> WRITTEN PROBLEM
According to the wrongful conviction article below, how many of the 25 condemned murderers in Illinois were cleared of capital-murder charges?

> SOURCE EXCERPT
= = =

From
Blackstone to Bentham: Why Wrongful Conviction Is On The Rise
by
Paul Craig Roberts
The
death penalty debate was renewed last year when Republican Gov.
George Ryan of Illinois imposed a moratorium on capital punishment.
Gov. Ryan's confidence in murder convictions was shaken when he
found that there were more innocent than guilty parties on death
row. Of 25 condemned murderers, 12 were executed and 13 on death
row were cleared of capital-murder charges.
The
debate was given added impetus by Carl M. Cannon's article in the
June 19, 2000, issue of National Review, and by an academic study
released in June, 2000, that concluded that two-thirds of death
penalty convictions were successfully appealed during 1973-95. The
study has faults, but even when corrected for errors, it still shows
a high rate of wrongful conviction.
The
death penalty was politicized for the November presidential election
by the Chicago Tribune's investigation of 131 executions
in Texas since Bush became governor. According to the Tribune, many
of the cases "were compromised by unreliable evidence,"
bad lawyering and unethical prosecutors.
Conservatives
defend the death penalty, and liberals reject it. This is a worthwhile
debate, but the real issue is wrongful conviction. A defense of
the death penalty as a deterrent or appropriate retribution is not
a defense of wrongful conviction. No one wants innocent people convicted.

= = =

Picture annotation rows
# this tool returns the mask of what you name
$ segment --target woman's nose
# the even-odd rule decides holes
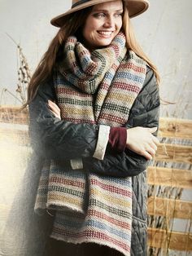
[[[107,17],[105,20],[104,26],[107,28],[111,28],[114,26],[114,19],[112,17]]]

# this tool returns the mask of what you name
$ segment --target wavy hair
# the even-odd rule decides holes
[[[76,11],[76,15],[72,14],[64,22],[63,27],[59,30],[55,37],[51,41],[48,50],[44,54],[31,78],[28,87],[28,99],[23,108],[25,108],[34,99],[39,86],[51,77],[54,69],[62,60],[63,47],[67,38],[72,35],[76,35],[77,38],[81,38],[81,29],[85,24],[85,20],[91,10],[92,7],[88,7],[83,9],[83,11]],[[122,29],[126,37],[127,48],[133,50],[139,57],[147,62],[149,66],[153,69],[159,82],[159,75],[157,68],[137,43],[129,16],[129,11],[124,4]]]

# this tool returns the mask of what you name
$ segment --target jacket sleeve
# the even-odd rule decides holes
[[[135,126],[158,127],[159,104],[156,77],[153,71],[147,68],[143,88],[133,105],[125,126],[128,129]],[[119,154],[113,154],[108,148],[103,161],[89,159],[89,157],[84,159],[84,166],[87,170],[116,177],[137,175],[146,169],[148,164],[149,161],[144,157],[129,149]]]
[[[38,154],[41,152],[42,156],[59,161],[92,157],[98,126],[74,124],[55,117],[48,107],[48,99],[56,100],[51,82],[41,85],[29,104],[29,134],[33,149]]]

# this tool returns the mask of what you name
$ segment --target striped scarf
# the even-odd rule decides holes
[[[70,37],[64,54],[54,79],[62,119],[124,126],[146,76],[146,63],[127,52],[124,35],[120,33],[109,46],[91,53]],[[94,242],[130,255],[130,178],[71,170],[49,160],[41,171],[35,209],[55,210],[53,238]]]

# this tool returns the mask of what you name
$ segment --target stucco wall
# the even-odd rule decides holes
[[[149,11],[132,20],[139,42],[159,70],[162,99],[175,103],[162,106],[161,115],[191,119],[192,2],[150,2]],[[1,90],[15,93],[17,83],[16,46],[7,33],[20,44],[33,72],[57,32],[50,20],[70,5],[69,0],[0,0]],[[5,103],[16,101],[7,95],[0,102]]]

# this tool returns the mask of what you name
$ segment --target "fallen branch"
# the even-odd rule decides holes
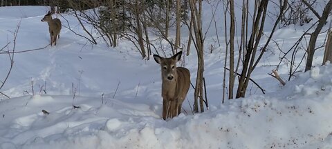
[[[30,50],[21,50],[21,51],[14,51],[14,50],[12,50],[12,52],[9,52],[9,51],[7,51],[7,52],[0,52],[0,54],[15,54],[15,53],[21,53],[21,52],[31,52],[31,51],[35,51],[35,50],[40,50],[45,49],[45,48],[46,48],[46,47],[48,47],[48,46],[50,46],[50,44],[48,44],[48,45],[46,45],[46,46],[43,47],[43,48],[36,48],[36,49],[30,49]]]
[[[282,86],[285,86],[285,85],[286,85],[285,81],[284,81],[284,80],[282,80],[282,78],[280,78],[280,76],[279,76],[278,72],[277,72],[277,70],[272,70],[272,72],[273,72],[273,74],[274,74],[275,75],[273,75],[272,74],[268,74],[270,75],[270,76],[272,76],[273,77],[277,79],[280,82],[280,83],[282,84]]]
[[[44,113],[44,115],[49,115],[49,114],[50,114],[50,112],[47,112],[47,111],[45,110],[42,110],[42,112],[43,112],[43,113]]]
[[[228,71],[230,70],[230,69],[228,68],[225,68],[225,69],[226,69],[226,70],[228,70]],[[241,74],[237,72],[237,75],[241,76]],[[247,77],[246,77],[246,79],[247,79]],[[256,83],[256,82],[255,82],[252,79],[251,79],[251,78],[249,78],[249,80],[251,81],[255,85],[256,85],[256,86],[261,90],[261,92],[263,92],[263,94],[265,94],[265,91],[266,91],[266,90],[265,90],[264,89],[263,89],[257,83]]]

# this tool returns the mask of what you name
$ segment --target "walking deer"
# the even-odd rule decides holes
[[[154,60],[161,66],[163,119],[173,118],[181,112],[182,103],[190,86],[190,72],[183,67],[176,67],[182,52],[172,57],[163,58],[154,54]]]
[[[54,46],[57,45],[57,38],[60,38],[61,30],[61,21],[60,19],[55,18],[52,19],[52,13],[48,12],[41,20],[42,21],[46,21],[48,23],[48,31],[50,35],[50,46],[54,43]]]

= = =

> TASK RESPONSE
13